■ Work required ■
Rewrite the limitations section from the words "Limitations and future" through "the data utilized.", replacing "utilized" with "used".

■ Excerpted text ■

Limitations and future work
\label{limitations-and-future-work}
The limitations of the current analysis are mostly related to the model
selected and the data utilized.
Features from the LL87 data set could probably be used to improve the
predictive power of the model built. After exploring some of the
information available in that data set such as heating and cooling
systems present in each building, the group decided not to incorporate
those features in this analysis to avoid a reductions in the primary
dataset. Currently, LL87 data is available only for a subset of about
4.500 buildings compliant with LL84 (about 30%) corresponding to audits
from 2013 to 2015. As the model predicts EUI to calculate the score
within a cluster, the incorporation of these features would have limited
the model since it was not found any fair alternative to incorporate the
information about the buildings that were already audited without
compromising the analysis about the buildings for which that information
is not yet available.
Another limitation was that the number of buildings for some categories
is so small that it is not enough to train a model only using those
observations. For example, there is only one building which is food
service. One solution would be to cluster building types and that have
only a few buildings and fit models to groups of similar typologies.
However, it could still be an unfair approach because even buildings
within the same group might not be totally comparable. For now, we have
decided not to send out scorecards to buildings for which the type only
contain a few buildings and focus only on the ones that represent most
of the buildings reporting to LL84.
Another interesting feature that could be incorporated to improve
predictive power of the model is the measure of the exposure of each
building to the sun light. Since there is a publicly available
georeferenced 3D model of New York City, it is possible to simulate the
shadows in each part of the city throughout the year and thereby
identify which buildings are likely to need more energy to be cooled in
the summer, because of higher sun exposure, and, conversely, which
buildings might need more energy to be heated in the winter because of a
lower sun exposure.
Finally, an important limitation of the model is that it is not very
useful to predict EUI out of the training set. As noted in the results
section, the out-of-sample r-squared was still relatively low even for
the non-linear model. Therefore, this model is probably can probably not
be directly applied to other cities or even to extrapolate the energy
use intensity data available in LL84 to smaller buildings within NYC.
Incorporating other features such as the mentioned above from LL87 and
the sun exposure, could help to build a model robust enough to be
extendable to other buildings in the city. For the application that this
model was designed, which is comparing the energy performance of the
buildings complying with LL84, the model developed a satisfactory
performance, even though it could certainly be further improved with
more dedicated research.

■ Recorded data ■
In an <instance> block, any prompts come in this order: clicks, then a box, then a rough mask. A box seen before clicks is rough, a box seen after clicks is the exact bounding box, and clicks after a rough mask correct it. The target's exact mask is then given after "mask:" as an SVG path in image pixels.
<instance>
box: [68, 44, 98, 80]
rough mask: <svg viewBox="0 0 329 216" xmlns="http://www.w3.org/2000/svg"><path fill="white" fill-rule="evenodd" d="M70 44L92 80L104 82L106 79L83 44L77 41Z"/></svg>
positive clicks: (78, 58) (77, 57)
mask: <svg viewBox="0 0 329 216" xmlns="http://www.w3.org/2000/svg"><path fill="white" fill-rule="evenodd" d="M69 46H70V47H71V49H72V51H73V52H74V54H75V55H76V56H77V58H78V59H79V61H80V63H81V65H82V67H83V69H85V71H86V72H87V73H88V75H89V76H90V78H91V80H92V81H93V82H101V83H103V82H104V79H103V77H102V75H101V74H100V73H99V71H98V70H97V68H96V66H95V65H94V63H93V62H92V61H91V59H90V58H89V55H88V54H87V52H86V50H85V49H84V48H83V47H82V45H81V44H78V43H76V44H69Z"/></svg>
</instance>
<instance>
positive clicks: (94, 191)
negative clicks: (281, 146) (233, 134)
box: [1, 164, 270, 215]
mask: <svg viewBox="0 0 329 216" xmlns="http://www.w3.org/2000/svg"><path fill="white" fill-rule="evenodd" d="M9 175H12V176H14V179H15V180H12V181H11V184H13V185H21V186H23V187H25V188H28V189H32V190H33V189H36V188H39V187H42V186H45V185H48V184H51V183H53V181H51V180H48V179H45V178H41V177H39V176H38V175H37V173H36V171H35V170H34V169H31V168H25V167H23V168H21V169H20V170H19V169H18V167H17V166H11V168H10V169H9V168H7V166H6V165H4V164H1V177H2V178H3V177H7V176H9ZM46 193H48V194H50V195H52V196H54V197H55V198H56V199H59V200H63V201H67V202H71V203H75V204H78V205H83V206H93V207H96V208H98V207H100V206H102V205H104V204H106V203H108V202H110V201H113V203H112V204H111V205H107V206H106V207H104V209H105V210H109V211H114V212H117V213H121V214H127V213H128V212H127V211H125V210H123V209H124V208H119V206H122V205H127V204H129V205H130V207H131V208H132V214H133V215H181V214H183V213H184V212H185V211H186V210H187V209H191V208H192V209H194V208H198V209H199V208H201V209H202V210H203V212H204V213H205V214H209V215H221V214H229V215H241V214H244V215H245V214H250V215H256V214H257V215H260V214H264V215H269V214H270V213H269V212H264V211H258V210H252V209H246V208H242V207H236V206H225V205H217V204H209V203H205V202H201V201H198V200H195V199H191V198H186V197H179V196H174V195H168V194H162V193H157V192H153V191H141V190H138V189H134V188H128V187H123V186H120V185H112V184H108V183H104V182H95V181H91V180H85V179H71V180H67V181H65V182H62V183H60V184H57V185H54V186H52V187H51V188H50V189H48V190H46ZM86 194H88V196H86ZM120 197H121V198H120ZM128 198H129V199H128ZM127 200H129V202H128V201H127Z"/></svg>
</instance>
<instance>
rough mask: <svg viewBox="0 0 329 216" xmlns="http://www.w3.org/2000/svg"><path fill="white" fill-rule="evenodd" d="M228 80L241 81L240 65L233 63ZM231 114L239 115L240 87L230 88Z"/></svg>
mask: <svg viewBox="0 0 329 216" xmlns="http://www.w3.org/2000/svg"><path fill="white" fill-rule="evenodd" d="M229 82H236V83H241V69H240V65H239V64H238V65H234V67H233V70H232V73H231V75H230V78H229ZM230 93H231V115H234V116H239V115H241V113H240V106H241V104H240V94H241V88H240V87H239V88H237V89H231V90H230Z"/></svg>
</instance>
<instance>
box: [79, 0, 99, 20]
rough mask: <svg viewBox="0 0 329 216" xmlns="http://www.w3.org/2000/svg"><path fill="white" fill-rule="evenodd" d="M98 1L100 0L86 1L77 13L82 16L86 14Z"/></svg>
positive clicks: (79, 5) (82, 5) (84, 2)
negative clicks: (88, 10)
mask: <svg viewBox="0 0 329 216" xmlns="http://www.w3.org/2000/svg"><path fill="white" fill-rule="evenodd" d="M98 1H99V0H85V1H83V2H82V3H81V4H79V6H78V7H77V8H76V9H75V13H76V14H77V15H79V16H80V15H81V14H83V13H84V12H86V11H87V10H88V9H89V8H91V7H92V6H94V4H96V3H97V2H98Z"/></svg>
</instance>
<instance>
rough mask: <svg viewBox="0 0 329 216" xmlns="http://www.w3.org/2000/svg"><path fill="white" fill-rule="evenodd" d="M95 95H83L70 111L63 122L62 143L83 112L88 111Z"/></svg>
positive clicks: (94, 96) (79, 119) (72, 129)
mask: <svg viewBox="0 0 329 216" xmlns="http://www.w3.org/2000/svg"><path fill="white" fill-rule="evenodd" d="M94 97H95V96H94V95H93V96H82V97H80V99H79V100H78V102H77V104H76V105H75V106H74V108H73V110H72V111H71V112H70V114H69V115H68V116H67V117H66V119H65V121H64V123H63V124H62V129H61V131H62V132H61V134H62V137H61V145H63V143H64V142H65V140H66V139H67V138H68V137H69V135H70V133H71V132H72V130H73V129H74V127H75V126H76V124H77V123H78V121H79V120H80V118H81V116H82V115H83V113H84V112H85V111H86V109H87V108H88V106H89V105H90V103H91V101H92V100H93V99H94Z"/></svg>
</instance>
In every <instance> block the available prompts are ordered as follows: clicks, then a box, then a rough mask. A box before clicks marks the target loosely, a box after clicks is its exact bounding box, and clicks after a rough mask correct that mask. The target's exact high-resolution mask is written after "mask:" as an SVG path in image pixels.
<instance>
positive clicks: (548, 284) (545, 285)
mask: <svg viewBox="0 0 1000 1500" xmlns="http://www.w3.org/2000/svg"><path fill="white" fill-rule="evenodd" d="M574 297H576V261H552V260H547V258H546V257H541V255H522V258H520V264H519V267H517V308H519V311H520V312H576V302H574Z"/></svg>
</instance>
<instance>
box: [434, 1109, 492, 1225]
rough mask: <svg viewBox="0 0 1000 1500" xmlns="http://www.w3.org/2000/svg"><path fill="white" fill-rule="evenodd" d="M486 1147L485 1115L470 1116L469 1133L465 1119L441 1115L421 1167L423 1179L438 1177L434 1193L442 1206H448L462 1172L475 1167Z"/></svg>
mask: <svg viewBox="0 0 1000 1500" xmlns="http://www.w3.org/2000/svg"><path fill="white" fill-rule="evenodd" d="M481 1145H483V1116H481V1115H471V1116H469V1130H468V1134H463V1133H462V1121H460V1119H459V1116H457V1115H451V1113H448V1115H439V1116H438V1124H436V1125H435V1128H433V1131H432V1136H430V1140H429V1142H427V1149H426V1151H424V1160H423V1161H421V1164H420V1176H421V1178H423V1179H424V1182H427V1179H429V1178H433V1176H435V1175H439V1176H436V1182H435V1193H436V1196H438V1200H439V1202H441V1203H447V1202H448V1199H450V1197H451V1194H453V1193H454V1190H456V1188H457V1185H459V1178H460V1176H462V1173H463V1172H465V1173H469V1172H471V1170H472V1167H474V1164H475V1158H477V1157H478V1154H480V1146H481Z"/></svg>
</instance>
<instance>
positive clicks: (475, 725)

■ The answer ■
Limitations and future work
\label{limitations-and-future-work}
The limitations of the current analysis are mostly related to the model
selected and the data used.